* SELECTED PASSAGE *
· · · · ·

August 11, 2009

Medicine Crow to get Medal of Freedom

Harvey Milk, Jack Kemp to Get Posthumous Medals of Freedom

By Fred LucasPresident Barack Obama this week will award the 2009 Presidential Medal of Freedom posthumously to Harvey Milk, one of the nation’s first openly homosexual politicians, and to the late Jack Kemp, a leading proponent of supply side economics.

They are among 16 people to be honored at a White House ceremony on Wednesday.
And:Other 2009 Medal of Freedom recipients include:

--Billie Jean King, a pro tennis player in the 1960s and 1970s, who defeated Bobby Riggs in the “Battle of the Sexes” tennis match, then the most-viewed tennis match in history. King also was one of the first openly lesbian major sports figures in America when she came out in 1981.

--Rev. Joseph Lowery, a civil rights leader beginning in the 1950s who co-founded the Southern Christian Leadership Conference with the Rev. Martin Luther King Jr.

--Dr. Joseph Medicine Crow, the last living Plains Indian war chief, is the author of seminal works in Native American history and culture. He is the last person alive to have received direct oral testimony from a participant in the Battle of the Little Bighorn.

· · · · ·

* DATA EXTRACT *

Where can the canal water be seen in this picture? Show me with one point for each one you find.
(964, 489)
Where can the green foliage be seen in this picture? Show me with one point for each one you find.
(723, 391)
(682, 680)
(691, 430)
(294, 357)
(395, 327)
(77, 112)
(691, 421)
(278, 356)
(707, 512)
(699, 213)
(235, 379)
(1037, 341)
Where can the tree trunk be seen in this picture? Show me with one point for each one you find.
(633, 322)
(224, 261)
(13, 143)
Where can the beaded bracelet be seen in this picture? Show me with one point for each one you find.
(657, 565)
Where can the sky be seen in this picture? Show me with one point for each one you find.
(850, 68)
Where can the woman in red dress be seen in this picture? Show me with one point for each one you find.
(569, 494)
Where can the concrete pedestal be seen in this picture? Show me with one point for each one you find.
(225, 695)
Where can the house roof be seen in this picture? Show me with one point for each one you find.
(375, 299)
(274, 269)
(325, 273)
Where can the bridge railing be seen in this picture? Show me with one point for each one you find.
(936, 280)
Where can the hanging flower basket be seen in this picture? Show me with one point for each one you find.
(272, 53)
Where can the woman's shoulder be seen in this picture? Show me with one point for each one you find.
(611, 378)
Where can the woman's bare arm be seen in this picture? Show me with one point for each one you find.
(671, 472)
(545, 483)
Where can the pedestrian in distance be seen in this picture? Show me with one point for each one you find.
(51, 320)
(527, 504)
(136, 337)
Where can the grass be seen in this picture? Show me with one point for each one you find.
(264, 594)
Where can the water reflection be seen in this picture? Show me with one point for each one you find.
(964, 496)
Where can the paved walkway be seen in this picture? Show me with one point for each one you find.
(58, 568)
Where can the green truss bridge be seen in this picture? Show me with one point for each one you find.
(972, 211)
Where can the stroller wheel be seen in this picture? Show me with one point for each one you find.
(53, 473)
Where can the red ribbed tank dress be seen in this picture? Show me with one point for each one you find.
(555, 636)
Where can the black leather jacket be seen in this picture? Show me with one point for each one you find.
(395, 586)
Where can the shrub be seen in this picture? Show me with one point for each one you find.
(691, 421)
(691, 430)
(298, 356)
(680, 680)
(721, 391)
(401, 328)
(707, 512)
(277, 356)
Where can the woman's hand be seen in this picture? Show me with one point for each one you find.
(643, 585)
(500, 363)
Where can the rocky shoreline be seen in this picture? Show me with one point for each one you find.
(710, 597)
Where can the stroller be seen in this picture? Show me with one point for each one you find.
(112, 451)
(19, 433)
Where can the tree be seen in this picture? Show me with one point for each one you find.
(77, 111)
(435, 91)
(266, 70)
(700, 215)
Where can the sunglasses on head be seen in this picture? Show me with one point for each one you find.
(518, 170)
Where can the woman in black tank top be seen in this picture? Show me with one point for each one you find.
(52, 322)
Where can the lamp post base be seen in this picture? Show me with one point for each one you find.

· · · · ·

Using the news item on the 2009 Medal of Freedom, answer each question:
(a) How many people are to be honored at the White House ceremony?
(b) Which organization did Rev. Joseph Lowery co-found?
(c) In which battle did the participant who gave Dr. Joseph Medicine Crow direct oral testimony take part?
The rows come from a different source than the news item on the 2009 Medal of Freedom.

* RESPONSE AREA *
(a) 16 people
(b) The Southern Christian Leadership Conference
(c) The Battle of the Little Bighorn